Task statement:
In your answer, copy every entry that follows exactly.

Natural language region descriptions:
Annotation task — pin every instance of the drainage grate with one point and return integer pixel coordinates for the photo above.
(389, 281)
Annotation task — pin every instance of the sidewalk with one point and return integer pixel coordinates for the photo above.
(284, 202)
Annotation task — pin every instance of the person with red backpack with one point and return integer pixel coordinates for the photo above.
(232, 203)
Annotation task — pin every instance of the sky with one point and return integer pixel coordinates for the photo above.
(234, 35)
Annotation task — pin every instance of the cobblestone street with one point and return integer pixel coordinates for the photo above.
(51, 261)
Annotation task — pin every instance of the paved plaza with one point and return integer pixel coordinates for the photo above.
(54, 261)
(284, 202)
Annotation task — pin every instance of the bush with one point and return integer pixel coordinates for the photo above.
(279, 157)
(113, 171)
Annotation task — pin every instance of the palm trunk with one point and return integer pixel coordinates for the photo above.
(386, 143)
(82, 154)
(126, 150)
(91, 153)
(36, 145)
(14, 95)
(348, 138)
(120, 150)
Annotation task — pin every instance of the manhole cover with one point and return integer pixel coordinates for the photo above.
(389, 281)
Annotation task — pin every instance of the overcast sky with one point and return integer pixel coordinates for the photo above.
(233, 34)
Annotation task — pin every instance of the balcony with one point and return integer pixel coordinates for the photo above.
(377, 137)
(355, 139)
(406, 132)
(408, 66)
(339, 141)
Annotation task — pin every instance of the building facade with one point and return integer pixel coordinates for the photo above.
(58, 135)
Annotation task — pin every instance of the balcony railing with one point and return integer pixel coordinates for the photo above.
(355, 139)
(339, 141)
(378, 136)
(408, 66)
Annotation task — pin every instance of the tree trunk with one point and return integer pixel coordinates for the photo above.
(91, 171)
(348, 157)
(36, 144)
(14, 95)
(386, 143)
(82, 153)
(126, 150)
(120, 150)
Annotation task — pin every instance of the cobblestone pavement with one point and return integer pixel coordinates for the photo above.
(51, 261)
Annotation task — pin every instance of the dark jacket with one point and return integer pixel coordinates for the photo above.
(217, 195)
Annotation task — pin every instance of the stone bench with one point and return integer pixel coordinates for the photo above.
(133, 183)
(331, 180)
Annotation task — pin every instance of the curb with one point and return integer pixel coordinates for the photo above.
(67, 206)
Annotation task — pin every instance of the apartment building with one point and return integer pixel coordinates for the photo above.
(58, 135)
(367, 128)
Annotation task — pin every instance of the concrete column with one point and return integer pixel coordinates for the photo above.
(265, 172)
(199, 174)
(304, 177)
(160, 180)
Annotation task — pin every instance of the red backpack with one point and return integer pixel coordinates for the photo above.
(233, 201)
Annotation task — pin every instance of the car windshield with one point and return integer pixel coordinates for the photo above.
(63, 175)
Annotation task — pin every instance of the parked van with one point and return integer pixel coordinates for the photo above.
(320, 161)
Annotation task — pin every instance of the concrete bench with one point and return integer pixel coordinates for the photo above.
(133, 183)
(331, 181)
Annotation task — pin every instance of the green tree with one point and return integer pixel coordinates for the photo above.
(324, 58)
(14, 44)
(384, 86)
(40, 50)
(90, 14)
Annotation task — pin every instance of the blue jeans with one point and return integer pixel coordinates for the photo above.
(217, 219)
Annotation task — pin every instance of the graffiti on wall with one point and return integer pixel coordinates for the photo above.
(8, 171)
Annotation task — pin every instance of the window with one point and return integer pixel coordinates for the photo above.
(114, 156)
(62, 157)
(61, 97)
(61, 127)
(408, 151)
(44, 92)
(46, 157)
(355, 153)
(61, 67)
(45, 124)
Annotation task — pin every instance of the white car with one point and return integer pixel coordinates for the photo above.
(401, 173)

Finished task:
Annotation task — pin every instance of the drainage grate with one point and return integer pixel coordinates for the photo above.
(389, 281)
Annotation task — pin every instance of the sidewalk with one point and return integer pixel coordinates for the photo above.
(284, 202)
Annotation task — pin every instance of the person with red backpack with one point and return integer pixel coordinates for the photo above.
(232, 203)
Annotation task — pin every instance of the sky with one point and return integer pixel coordinates for the photo above.
(234, 35)
Annotation task — pin every instance of the cobblestone street with one point and return integer pixel coordinates for the photo above.
(51, 261)
Annotation task — pin every instance of the paved plaza with one point and return integer pixel coordinates for the photo above.
(54, 261)
(284, 202)
Annotation task — pin every instance of the bush with one point and return integer pixel coordinates for the photo above.
(279, 157)
(113, 171)
Annotation task — pin every instance of the palm trunk with one point and return integer pixel coordinates for the photo above.
(386, 143)
(82, 154)
(126, 150)
(91, 153)
(36, 145)
(14, 95)
(348, 138)
(120, 150)
Annotation task — pin every instance of the manhole cover with one point and return integer pixel coordinates for the photo above.
(389, 281)
Annotation task — pin every instance of the overcast sky with one point and return integer pixel coordinates for the photo above.
(233, 34)
Annotation task — pin every instance of the balcony with one point and return integer pixel coordinates for the photo above.
(377, 137)
(355, 139)
(406, 132)
(408, 66)
(339, 141)
Annotation task — pin every instance of the building facade with one point and return integer pixel coordinates for the photo above.
(58, 135)
Annotation task — pin every instance of the balcony railing with one point and return integer pixel coordinates for the photo above.
(355, 139)
(339, 141)
(378, 136)
(408, 66)
Annotation task — pin every instance of the tree trunk with one point and return integer pixel coordinates for the photo above.
(91, 171)
(348, 157)
(36, 144)
(14, 95)
(386, 143)
(82, 153)
(126, 150)
(120, 150)
Annotation task — pin every instance of the cobblestone pavement with one point and return integer pixel coordinates for the photo above.
(51, 261)
Annotation task — pin every instance of the dark jacket with one point and return integer pixel coordinates for the photo above.
(217, 195)
Annotation task — pin every instance of the stone bench with one point and return integer pixel coordinates for the photo above.
(133, 183)
(331, 180)
Annotation task — pin every instance of the curb with one point and return integer pixel coordinates for the photo above.
(67, 206)
Annotation task — pin every instance of the apartment building with one point and return integer pixel coordinates for the photo above.
(58, 135)
(367, 128)
Annotation task — pin every instance of the concrete column with one point and return integer pixel coordinates for the photo above.
(265, 172)
(199, 174)
(304, 177)
(160, 180)
Annotation task — pin every instance of the red backpack with one point and return integer pixel coordinates for the photo above.
(233, 201)
Annotation task — pin every instance of the car windshield with one point and return integer pixel coordinates for the photo above.
(63, 175)
Annotation task — pin every instance of the parked van with one point and return integer pixel coordinates for the photo above.
(320, 161)
Annotation task — pin every instance of the concrete bench with one point and return integer pixel coordinates for the photo above.
(133, 183)
(331, 181)
Annotation task — pin every instance of the green tree with one point and return integer pixel coordinates for the photo above.
(324, 58)
(14, 44)
(384, 86)
(40, 50)
(90, 14)
Annotation task — pin every instance of the blue jeans with one point and return integer pixel coordinates for the photo above.
(217, 219)
Annotation task — pin every instance of the graffiti on wall with one point and return integer pixel coordinates for the photo above.
(8, 171)
Annotation task — pin every instance of the window with one point and return integer pixel coordinates for the photo above.
(114, 156)
(62, 157)
(61, 97)
(61, 127)
(408, 151)
(44, 92)
(46, 157)
(355, 153)
(61, 67)
(45, 124)
Annotation task — pin every instance of the white car with one point and return integer pixel coordinates for the photo above.
(401, 173)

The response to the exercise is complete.